(Data entries)
· · · · ·

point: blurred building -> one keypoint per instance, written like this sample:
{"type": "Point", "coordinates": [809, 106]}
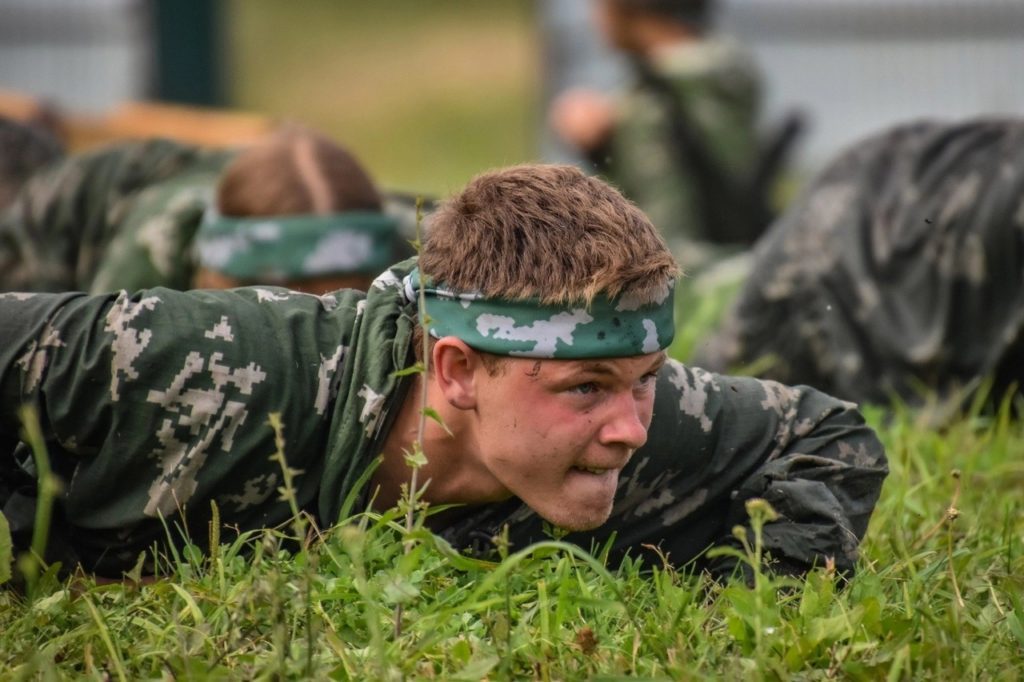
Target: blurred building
{"type": "Point", "coordinates": [88, 55]}
{"type": "Point", "coordinates": [852, 66]}
{"type": "Point", "coordinates": [117, 69]}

· · · · ·

• _Instructions for the task_:
Type out the data above again exactly as written, minus the images.

• _Answer section_:
point: blurred building -> one keypoint per instance, written like this sample:
{"type": "Point", "coordinates": [809, 106]}
Target: blurred building
{"type": "Point", "coordinates": [88, 55]}
{"type": "Point", "coordinates": [852, 66]}
{"type": "Point", "coordinates": [117, 69]}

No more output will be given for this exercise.